**Qué hacer**
Continúa la reseña de la película Leave No Trace a partir de su última oración.

**Pasaje**
<<<<

LEAVE NO TRACE. Estados Unidos, 2018. Un film de Debra Granik
Con su acostumbrada delicadeza y sutilidad, la directora Debra Granik aborda en Leave No Trace la especial relación mantenida entre un padre y su hija pre-adolescente adoptando un modo de vida nada convencional.
El film basado en la novela My Abandonment de Peter Rock y adaptado por la realizadora y la coguionista Anne Rosellini comienza introduciendo a Will (Ben Foster) y su hijita de 13 años Tom (Thomasin McKenzie) viviendo en la zona boscosa de un gran parque público ubicado en los suburbios de Portland. Él es un veterano de guerra cuyo rostro refleja la aflicción del llamado trastorno de estrés postraumático, en tanto que la niña de naturaleza apacible y sumisa se acomoda a la existencia de tener que vivir con su padre marginados de la civilización. Valiéndose de una carpa como habitación, alimentándose de ciertas especies que hallan en la foresta, empleando rudimentarios instrumentos de cocina y teniendo como bebida al agua procurada por la lluvia, esa forma de vida solamente se ve alterada cuando algunos visitantes que transitan cerca de ellos, los obliga a tener que cambiar de lugar donde acampar.
Esa convivencia paradisíaca ‑al menos para Will- experimenta un importante vuelco cuando al ser descubiertos por las autoridades locales, después de una evaluación psiquiátrica, están obligados a cumplir con las disposiciones que para ellos adoptan los servicios sociales a fin de reintegrarlos a la sociedad civilizada. Si bien al principio hay cierta adaptación a la nueva forma de vida, la compulsión de Will motiva a que ambos retornen a la jungla, hecho que habrá de reiterarse cuando en una segunda instancia, ellos nuevamente se ven obligados a convivir con la gente local.

>>>>

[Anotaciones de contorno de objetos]
<<<<

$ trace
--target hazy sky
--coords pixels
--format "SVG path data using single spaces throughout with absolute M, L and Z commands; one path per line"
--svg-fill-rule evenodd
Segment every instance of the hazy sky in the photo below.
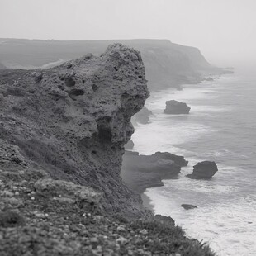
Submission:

>>>>

**Respuesta**
Lo que trasciende en el film es el meticuloso tratamiento que Granik imprime al relato donde sintiendo un gran afecto y compasión hacia sus personajes evita cualquier tipo de sentimentalismo. Al enfocar esta historia desde el punto de vista de Tom, el espectador empatiza totalmente con ella a medida que cobra conciencia de que no puede seguir el camino trazado por su padre, a pesar del enorme cariño existente entre ambos. Gracias a la extraordinaria interpretación de McKenzie, se asiste a la grieta que se produce entre ella y su progenitor sin que obedezca necesariamente a un acto de rebeldía, sino a un proceso de madurez que Tom ha ido adquiriendo al haber entrado en contacto con la sociedad.
La realizadora igualmente ha logrado una muy buena caracterización de Foster como el hombre que habiendo sido alienado en la guerra siente que el contacto con la naturaleza que el bosque le prodiga constituye ahora su verdadero hogar.
Para apreciar este drama en su completa dimensión, habrá que dejar de lado algunos elementos que el espectador ignora. Así por ejemplo, se desconoce qué pasó con la madre de Tom, desde cuándo han estado socialmente aislados del mundo y de qué forma viviendo en la foresta se han adaptado a las variaciones temporales de las estaciones del año; solo queda claro que el buen nivel de formación de la niña se debe a la educación suministrada por Will como docente.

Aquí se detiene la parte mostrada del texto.